WORK REQUEST A: From the Enhance VR article, copy the part that opens with the words containing "Enhance VR is currently" and closes with "Dutch, and German.".
WORK REQUEST B: Carry on the Enhance VR article from the point where it stops.

SELECTED PASSAGE:

Enhance VR

While most of the titles we cover help better your body, Enhance VR will allow you to train your brain instead.

After six months of beta testing and refinements, Virtuleap’s Enhance VR is now releasing. It features a totally revamped user interface and additional games that will test your cognitive skills. It also features new reports teaching players about how quality sleep and moods can impact a person’s memory, attention span, problem solving, and information processing. Some of the included mini-games are Pizza Builder, which is a task-switching game, and Magic Deck, which tests a player’s episodic memory skills.

Enhance VR is currently available for Oculus Quest, Rift, and HTC Vive Focus Plus in their respective storefronts. Later this month it will launch on the Pico Neo 2 and Valve Index, and currently supports English and Chinese languages. Later this year, it will add Portuguese, Spanish, French, Dutch, and German.

“Our beta release was about collecting user feedback to improve the level balancing of each of the closed-loop games, as well as to stress test the game scoring system that translates a player’s performance to a sort of IQ for each cognitive ability,” Virtuleap CEO Amir Bozorgzadeh explains. “This renders each of our VR brain training games as much scientific instruments as they are a fun way to assess and keep track of how strong or weak you are along any of these distinct categories of mental fitness.”

After playing the game’s multiple mini-games, Enhance VR grades player’s cognitive ability with what it calls the Enhance Performing Index. The algorithm that goes into scoring the player won’t be changed in the future so that players can get a consistent score and track their mental progress. Developer Virtuleap is also working with the Pacific Brain Health Center and the National Innovation Centre for Ageing at Newcastle University to test the software and hope to use it to assess cognitive illnesses such as Alzheimer’s Disease in the future.

GIVEN ENTRIES:
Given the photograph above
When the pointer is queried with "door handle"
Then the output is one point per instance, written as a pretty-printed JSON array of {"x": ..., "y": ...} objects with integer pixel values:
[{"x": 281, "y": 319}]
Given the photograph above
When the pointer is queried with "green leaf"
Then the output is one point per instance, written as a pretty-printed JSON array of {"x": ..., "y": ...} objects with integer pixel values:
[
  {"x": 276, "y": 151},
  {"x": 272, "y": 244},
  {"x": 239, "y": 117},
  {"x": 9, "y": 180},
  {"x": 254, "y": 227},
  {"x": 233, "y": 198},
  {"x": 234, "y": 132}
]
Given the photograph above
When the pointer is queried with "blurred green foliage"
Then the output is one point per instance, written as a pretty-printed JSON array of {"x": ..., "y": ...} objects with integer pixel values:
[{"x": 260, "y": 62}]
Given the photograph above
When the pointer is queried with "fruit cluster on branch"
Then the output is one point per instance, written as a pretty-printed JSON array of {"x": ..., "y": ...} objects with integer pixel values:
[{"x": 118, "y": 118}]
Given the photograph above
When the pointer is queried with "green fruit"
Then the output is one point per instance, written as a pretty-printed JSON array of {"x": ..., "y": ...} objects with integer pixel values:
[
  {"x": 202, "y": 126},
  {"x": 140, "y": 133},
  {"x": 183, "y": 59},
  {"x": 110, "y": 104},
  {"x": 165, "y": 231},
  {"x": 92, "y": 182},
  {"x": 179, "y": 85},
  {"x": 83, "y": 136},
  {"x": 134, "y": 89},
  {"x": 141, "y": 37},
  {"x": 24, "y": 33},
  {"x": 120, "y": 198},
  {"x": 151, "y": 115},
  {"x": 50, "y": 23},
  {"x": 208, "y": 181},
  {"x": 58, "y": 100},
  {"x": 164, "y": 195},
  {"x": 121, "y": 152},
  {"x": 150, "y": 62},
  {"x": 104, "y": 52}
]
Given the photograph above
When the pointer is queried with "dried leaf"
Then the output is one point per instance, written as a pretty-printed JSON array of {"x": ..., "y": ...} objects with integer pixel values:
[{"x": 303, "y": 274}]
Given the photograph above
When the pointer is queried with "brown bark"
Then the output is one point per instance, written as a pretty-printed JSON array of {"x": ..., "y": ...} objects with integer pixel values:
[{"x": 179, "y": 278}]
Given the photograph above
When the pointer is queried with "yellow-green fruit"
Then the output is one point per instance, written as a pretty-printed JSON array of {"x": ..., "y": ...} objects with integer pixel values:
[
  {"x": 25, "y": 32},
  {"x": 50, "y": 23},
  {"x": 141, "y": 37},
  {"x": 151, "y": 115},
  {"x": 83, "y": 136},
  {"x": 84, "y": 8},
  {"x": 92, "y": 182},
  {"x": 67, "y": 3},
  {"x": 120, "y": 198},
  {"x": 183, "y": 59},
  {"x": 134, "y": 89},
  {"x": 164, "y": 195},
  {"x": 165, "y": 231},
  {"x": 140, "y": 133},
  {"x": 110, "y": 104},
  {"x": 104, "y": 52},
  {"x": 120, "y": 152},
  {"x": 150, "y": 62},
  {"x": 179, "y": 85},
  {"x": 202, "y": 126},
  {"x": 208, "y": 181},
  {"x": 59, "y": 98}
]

WRITTEN RESPONSE A:
Enhance VR is currently available for Oculus Quest, Rift, and HTC Vive Focus Plus in their respective storefronts. Later this month it will launch on the Pico Neo 2 and Valve Index, and currently supports English and Chinese languages. Later this year, it will add Portuguese, Spanish, French, Dutch, and German.

WRITTEN RESPONSE B:
“Our vision is to mine the big data of volumetric gameplay patterns with the help of machine learning in order to create a new digital health marker that we believe will allow our games to anticipate a cognitive illness or disorder years before it onsets,” Virtuleap CTO Hossein Jalali says. “We have spent the past year preparing the ground by creating the data infrastructure required in order to generate and collect the data in a way that can make this possibility a reality.”

The Portugese developer is also putting out a beta version of a web application that will allow organizations to monitor cognitive performance of their users. An update in the fall of 2020 will add additional upgrades such as eye tracking, EEG, and smart watch compatibility to Enhance VR. To lead this initiative, four-time USA Memory Champion Nelson Dellis has joined its executive team as the Chief Memory Officer.

“There’s no doubt that technology has an active part to play in helping us live fuller lives, and this is especially true when the solutions are science-driven,” says Dellis. “As someone who has been a brain training advocate for decades, having even consulted for a few of the major players, I can say that I am blown away by the doors that VR has opened for the industry and the scientific community. I’m really excited to take all of my experience in the memory world and turn them into ideas that will change the way we think about brain health.”